## Short problem:
Repeat exactly the lines that run from the one containing "Return the outline of every instance of the black" to the end of the data, and leave out all others.

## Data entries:
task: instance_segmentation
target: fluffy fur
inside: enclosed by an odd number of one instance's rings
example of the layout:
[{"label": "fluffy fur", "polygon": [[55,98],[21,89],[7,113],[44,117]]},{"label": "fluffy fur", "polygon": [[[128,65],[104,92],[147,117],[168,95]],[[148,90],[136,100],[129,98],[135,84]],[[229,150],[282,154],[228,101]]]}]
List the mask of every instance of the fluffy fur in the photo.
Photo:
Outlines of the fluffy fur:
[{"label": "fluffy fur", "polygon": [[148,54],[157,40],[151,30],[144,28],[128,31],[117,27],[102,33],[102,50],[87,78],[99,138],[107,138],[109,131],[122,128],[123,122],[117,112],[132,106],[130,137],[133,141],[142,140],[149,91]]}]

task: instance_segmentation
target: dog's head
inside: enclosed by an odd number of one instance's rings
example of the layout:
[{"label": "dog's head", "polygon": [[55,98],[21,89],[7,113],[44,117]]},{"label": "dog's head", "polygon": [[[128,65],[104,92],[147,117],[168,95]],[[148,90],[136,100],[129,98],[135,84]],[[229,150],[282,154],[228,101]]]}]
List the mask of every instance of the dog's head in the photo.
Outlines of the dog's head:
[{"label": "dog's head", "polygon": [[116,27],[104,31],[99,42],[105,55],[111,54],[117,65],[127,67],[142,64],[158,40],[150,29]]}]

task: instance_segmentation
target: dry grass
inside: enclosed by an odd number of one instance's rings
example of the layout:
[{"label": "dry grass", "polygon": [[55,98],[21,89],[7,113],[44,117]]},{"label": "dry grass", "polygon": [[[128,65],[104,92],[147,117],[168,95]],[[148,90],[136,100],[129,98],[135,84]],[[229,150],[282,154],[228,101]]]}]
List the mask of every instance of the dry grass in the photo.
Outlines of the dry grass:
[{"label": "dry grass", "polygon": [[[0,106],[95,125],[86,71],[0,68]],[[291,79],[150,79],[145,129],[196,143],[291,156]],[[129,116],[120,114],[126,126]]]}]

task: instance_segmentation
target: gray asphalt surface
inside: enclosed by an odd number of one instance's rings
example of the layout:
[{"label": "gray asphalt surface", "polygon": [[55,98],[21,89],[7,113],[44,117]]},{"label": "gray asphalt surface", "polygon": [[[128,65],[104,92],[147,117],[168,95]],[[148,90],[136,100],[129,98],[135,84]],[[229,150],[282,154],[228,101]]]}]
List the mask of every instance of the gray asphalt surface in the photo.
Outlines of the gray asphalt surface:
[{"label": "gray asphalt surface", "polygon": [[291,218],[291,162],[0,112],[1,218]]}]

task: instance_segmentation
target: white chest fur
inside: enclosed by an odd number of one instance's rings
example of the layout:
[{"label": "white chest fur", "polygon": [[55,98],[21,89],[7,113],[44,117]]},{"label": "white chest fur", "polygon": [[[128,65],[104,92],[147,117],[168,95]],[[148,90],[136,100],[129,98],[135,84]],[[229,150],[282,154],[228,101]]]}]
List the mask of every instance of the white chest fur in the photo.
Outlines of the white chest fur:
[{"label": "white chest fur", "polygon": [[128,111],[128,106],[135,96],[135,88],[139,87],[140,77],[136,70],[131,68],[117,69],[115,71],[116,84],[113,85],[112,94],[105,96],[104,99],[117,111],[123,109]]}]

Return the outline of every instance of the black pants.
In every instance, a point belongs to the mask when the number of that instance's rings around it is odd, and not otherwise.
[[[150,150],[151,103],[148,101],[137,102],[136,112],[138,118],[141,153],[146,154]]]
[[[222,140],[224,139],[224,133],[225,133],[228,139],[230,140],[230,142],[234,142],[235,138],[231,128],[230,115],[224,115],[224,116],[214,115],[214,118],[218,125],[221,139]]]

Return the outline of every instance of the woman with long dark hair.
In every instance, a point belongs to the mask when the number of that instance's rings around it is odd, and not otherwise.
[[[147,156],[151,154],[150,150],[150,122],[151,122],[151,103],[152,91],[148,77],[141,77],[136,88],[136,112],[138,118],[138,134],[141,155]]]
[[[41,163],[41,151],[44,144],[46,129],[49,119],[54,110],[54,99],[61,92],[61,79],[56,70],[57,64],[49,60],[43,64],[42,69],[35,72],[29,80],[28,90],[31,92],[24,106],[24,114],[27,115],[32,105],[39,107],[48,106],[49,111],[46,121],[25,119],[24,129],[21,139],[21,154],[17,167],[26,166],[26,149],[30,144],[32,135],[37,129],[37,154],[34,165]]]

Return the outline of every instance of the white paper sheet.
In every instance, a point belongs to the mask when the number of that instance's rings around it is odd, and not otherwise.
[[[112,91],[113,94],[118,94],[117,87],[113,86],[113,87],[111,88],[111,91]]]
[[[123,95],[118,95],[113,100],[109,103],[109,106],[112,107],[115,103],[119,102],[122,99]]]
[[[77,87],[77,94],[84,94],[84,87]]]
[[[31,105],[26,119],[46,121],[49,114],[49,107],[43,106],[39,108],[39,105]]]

## Worked solution:
Return the outline of every instance of the black pants.
In every instance, a point belongs to the mask when the number of that instance's rings around it is odd, and not otherwise.
[[[150,150],[151,103],[148,101],[137,102],[136,112],[138,118],[141,153],[146,154]]]
[[[222,140],[224,139],[224,133],[225,133],[228,139],[230,140],[230,142],[234,142],[235,138],[231,128],[230,115],[224,115],[224,116],[214,115],[214,118],[218,125],[221,139]]]

Return the outline of every instance of the woman with long dark hair.
In every instance, a point belongs to the mask when the number of that instance's rings around it is odd, and not otherwise.
[[[147,156],[151,154],[150,150],[150,122],[151,122],[151,103],[152,91],[148,77],[141,77],[136,88],[136,112],[138,118],[138,134],[141,155]]]
[[[41,163],[41,151],[44,144],[46,129],[49,119],[54,110],[54,99],[61,92],[61,79],[56,70],[57,64],[49,60],[43,64],[42,69],[35,72],[29,80],[28,90],[31,92],[24,106],[24,114],[27,115],[32,105],[39,107],[48,106],[49,111],[46,121],[25,119],[24,129],[21,139],[21,154],[17,167],[26,166],[26,149],[30,144],[32,135],[37,129],[37,154],[34,165]]]

Return the outline of every instance of the white paper sheet.
In every instance, a point belongs to the mask when the number of that instance's rings around it is odd, and not otherwise.
[[[112,91],[113,94],[118,94],[117,87],[113,86],[113,87],[111,88],[111,91]]]
[[[123,95],[118,95],[113,100],[109,103],[109,106],[112,107],[115,103],[119,102],[122,99]]]
[[[77,87],[77,94],[84,94],[84,87]]]
[[[31,105],[26,119],[46,121],[49,114],[49,107],[43,106],[39,108],[39,105]]]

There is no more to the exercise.